(PROBLEM TO WORK ON) Collect every line below that contains the string "support", and copy each one in full. Case counts.

* Start *

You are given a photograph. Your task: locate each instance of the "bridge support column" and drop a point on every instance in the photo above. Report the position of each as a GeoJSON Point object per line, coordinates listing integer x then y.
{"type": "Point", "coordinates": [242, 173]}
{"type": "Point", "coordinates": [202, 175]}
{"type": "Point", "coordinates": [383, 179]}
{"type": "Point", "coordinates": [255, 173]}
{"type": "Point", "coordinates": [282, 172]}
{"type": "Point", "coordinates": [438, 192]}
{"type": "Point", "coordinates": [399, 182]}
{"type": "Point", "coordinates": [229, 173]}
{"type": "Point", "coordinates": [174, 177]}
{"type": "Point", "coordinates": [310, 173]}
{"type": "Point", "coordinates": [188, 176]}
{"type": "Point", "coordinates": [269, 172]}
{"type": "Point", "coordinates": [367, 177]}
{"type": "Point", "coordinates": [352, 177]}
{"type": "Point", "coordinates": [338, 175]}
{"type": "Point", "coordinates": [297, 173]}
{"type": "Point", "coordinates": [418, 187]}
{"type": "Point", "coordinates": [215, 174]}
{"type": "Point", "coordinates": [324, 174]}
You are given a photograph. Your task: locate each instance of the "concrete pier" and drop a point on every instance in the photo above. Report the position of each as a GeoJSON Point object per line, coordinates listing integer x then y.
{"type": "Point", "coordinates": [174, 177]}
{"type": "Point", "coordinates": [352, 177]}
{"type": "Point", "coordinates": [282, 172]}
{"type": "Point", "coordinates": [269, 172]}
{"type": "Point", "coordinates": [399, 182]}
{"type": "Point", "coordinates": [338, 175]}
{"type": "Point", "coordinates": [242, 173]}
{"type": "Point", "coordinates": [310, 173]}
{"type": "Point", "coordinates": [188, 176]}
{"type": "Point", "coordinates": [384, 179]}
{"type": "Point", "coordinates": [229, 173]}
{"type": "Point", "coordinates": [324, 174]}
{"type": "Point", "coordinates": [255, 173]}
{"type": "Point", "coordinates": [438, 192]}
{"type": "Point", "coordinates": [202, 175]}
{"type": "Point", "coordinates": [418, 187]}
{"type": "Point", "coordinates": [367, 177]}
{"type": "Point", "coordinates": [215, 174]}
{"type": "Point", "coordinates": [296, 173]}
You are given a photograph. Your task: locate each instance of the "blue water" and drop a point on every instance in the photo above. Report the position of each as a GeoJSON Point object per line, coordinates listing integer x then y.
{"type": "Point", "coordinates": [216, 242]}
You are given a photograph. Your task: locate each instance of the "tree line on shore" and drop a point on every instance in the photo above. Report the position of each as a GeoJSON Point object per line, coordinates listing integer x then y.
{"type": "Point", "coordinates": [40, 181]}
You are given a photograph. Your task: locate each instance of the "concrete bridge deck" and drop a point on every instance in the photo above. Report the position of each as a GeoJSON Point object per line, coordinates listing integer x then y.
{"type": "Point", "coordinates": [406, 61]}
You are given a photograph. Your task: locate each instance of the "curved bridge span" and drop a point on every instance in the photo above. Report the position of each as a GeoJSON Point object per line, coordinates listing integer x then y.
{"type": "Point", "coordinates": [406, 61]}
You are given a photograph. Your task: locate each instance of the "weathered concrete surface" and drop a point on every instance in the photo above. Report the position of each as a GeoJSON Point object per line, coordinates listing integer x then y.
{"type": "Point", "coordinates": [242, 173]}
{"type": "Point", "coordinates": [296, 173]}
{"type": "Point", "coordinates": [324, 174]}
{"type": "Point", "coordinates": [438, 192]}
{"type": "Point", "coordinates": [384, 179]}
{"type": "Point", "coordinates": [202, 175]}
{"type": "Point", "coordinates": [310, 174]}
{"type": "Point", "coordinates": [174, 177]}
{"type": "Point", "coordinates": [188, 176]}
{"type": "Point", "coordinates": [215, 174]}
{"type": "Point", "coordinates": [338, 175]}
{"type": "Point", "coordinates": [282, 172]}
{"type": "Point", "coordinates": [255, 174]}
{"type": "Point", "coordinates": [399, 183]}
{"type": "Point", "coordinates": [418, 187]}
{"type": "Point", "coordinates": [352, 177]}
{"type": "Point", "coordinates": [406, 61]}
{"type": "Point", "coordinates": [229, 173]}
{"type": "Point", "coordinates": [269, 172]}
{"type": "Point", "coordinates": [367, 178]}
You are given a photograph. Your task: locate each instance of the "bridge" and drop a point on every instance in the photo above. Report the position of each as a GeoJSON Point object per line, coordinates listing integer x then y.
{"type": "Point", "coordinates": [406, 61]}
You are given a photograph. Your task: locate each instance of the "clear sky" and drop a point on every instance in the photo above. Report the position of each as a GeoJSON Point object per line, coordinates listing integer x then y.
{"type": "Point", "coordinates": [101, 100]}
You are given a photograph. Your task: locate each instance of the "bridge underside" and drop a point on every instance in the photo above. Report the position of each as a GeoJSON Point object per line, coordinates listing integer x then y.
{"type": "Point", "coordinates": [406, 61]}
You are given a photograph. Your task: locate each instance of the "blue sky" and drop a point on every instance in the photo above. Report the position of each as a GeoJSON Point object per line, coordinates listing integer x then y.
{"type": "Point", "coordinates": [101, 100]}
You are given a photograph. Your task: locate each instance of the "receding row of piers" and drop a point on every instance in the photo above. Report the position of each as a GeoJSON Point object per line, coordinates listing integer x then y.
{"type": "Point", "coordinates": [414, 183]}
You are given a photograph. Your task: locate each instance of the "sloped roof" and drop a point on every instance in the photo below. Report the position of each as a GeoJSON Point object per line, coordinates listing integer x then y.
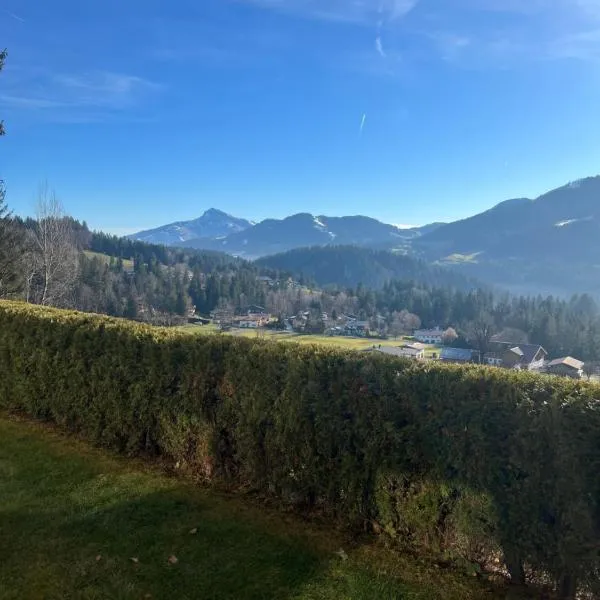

* End *

(THE COMPLETED TASK)
You are given a photograph. Your task: locate each instance of the "bridge support column" and drop a point on every instance in the photo above. Report the position of each as a GeoJSON Point object per line, coordinates listing integer x then y.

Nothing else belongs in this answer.